WORK TASK:
An exact, complete copy of the data that follows is needed.

··· DATA PROVIDED ···

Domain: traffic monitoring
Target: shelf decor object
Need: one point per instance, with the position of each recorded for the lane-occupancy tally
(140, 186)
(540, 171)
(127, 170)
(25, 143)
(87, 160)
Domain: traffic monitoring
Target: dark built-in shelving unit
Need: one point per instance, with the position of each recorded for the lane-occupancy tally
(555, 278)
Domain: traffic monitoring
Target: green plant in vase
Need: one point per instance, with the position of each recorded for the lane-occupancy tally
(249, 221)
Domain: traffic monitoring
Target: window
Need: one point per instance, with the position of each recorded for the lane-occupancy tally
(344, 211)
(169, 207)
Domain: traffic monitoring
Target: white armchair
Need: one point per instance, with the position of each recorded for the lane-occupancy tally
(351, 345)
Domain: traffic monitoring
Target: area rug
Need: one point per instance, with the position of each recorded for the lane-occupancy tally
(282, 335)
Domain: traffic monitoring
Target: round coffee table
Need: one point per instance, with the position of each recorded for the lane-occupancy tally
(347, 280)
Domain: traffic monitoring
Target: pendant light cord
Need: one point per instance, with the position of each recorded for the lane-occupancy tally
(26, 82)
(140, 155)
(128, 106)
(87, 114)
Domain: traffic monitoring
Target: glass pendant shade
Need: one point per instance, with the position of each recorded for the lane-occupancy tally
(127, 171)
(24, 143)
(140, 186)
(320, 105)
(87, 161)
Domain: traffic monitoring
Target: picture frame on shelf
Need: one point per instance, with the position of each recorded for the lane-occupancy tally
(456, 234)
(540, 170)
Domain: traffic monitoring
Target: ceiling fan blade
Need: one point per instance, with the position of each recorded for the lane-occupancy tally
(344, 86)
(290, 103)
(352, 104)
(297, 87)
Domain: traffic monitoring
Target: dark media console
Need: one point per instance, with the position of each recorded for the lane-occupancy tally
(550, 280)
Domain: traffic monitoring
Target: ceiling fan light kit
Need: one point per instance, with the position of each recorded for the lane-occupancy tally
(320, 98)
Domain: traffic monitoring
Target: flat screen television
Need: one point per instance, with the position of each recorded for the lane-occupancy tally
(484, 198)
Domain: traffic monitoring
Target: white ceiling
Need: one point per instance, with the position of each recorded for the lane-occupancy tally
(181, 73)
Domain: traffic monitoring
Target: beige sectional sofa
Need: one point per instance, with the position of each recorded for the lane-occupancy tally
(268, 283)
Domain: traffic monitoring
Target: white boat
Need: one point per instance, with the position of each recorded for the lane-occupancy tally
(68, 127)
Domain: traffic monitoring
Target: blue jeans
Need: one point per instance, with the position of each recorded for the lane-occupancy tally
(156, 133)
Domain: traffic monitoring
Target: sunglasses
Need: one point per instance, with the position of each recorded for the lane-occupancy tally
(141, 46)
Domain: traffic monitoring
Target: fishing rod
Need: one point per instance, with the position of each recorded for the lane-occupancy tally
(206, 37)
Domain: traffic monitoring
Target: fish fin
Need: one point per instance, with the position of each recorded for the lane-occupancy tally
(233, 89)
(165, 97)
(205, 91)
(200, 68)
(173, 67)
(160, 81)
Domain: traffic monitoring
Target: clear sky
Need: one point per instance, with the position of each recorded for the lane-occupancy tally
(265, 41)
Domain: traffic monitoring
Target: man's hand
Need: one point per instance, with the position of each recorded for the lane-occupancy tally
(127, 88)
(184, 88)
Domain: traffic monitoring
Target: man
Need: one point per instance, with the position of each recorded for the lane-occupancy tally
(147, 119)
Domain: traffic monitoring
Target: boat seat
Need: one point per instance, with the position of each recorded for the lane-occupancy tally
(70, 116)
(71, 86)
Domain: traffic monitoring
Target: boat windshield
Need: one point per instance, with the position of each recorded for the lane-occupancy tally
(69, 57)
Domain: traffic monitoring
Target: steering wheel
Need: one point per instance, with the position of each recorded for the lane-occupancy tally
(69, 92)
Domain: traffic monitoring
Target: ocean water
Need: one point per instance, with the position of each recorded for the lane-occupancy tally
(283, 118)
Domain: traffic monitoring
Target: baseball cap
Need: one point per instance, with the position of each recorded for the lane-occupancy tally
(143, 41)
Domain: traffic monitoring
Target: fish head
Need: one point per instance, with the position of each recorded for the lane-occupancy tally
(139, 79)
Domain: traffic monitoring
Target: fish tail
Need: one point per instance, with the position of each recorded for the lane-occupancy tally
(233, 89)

···

RESPONSE FOR THIS EXERCISE:
Domain: traffic monitoring
Target: shelf decor object
Need: one point per instance, with the position of each recorded for the lane-occupancy tally
(140, 186)
(540, 171)
(127, 170)
(25, 143)
(87, 160)
Domain: traffic monitoring
Target: dark built-in shelving unit
Need: one point per instance, with the position of each recorded for the lane-occupancy tally
(555, 278)
Domain: traffic monitoring
Target: green plant in vase
Need: one point per instance, with the position of each recorded for the lane-occupancy tally
(249, 221)
Domain: traffic monitoring
Target: window
Need: one point per instance, with the position of each recorded for the lane-occupancy tally
(344, 211)
(169, 207)
Domain: traffic monitoring
Target: white armchair
Need: one point per instance, with the position of each recorded for the lane-occupancy tally
(351, 345)
Domain: traffic monitoring
Target: area rug
Need: one point per instance, with the position of each recorded for the lane-occupancy tally
(282, 335)
Domain: traffic monitoring
Target: round coffee table
Need: one point per instance, with the position of each recorded for the lane-occupancy tally
(347, 280)
Domain: traffic monitoring
Target: pendant light cord
Need: one point per instance, with the position of each recorded for the lane-occupancy tally
(26, 82)
(140, 155)
(128, 106)
(87, 114)
Domain: traffic monitoring
Target: glass pendant shade
Need: one point per instance, with the position of each recorded for the lane-occupancy tally
(127, 171)
(24, 143)
(140, 186)
(320, 105)
(87, 161)
Domain: traffic monitoring
Target: picture frame on shelf
Need: one point per instance, with the position of each recorded for the lane-occupancy tally
(456, 234)
(540, 170)
Domain: traffic monitoring
Target: ceiling fan blade
Need: one point per instance, with the position of each recorded for the lane-occupancy tally
(344, 86)
(290, 103)
(352, 104)
(297, 87)
Domain: traffic monitoring
Target: dark media console
Need: one point per instance, with the position of each recorded for the lane-occupancy tally
(550, 280)
Domain: traffic monitoring
Target: ceiling fan light kit
Need: one point per instance, with the position of each recorded for the lane-occupancy tally
(320, 98)
Domain: traffic monitoring
Target: flat screen television
Need: one point per instance, with the position of each recorded for the lane-occupancy tally
(484, 198)
Domain: traffic monitoring
Target: white ceiling
Need: one point per instance, with the position of each recorded for the lane-occupancy tally
(181, 73)
Domain: traffic monitoring
Target: beige sectional sofa
Need: one point per instance, with the position of each recorded for the lane-occupancy tally
(268, 283)
Domain: traffic monitoring
Target: white boat
Need: one point per instance, with the position of each recorded for the lane-occupancy tally
(68, 127)
Domain: traffic monitoring
Target: blue jeans
Need: one point per instance, with the position of each recorded for the lane-occupancy tally
(156, 133)
Domain: traffic monitoring
Target: sunglasses
Need: one point per instance, with the position of each recorded for the lane-occupancy tally
(141, 46)
Domain: traffic monitoring
Target: fishing rod
Need: one point per instance, with the position of each recorded for the lane-occupancy tally
(206, 37)
Domain: traffic monitoring
Target: fish fin
Need: one point per instance, with the position of each recorded for the lane-occupancy tally
(233, 89)
(165, 97)
(205, 91)
(200, 68)
(173, 67)
(160, 81)
Domain: traffic monitoring
Target: clear sky
Need: one point per instance, with the position of each recorded for the lane-occupancy tally
(265, 41)
Domain: traffic monitoring
Target: man's hand
Need: one point per instance, with the position of each recorded for the lane-occupancy tally
(127, 88)
(184, 88)
Domain: traffic monitoring
Target: man
Need: one point per instance, with the position of each recorded for the lane-occupancy tally
(147, 119)
Domain: traffic monitoring
Target: boat seat
Need: one point per instance, with the position of each recorded for the lane-occupancy tally
(70, 116)
(71, 86)
Domain: traffic monitoring
Target: boat windshield
Need: one point per instance, with the position of each recorded for the lane-occupancy tally
(69, 57)
Domain: traffic monitoring
Target: steering wheel
Need: one point per instance, with the position of each recorded for the lane-occupancy tally
(69, 92)
Domain: traffic monitoring
Target: ocean water
Need: one point per instance, with the position of each recorded for the lane-occupancy tally
(283, 118)
Domain: traffic monitoring
Target: baseball cap
Need: one point per instance, with the position of each recorded for the lane-occupancy tally
(143, 41)
Domain: traffic monitoring
Target: fish head
Need: one point per instance, with the position of each recorded for the lane-occupancy tally
(139, 79)
Domain: traffic monitoring
Target: fish tail
Need: one point per instance, with the position of each recorded for the lane-occupancy tally
(233, 89)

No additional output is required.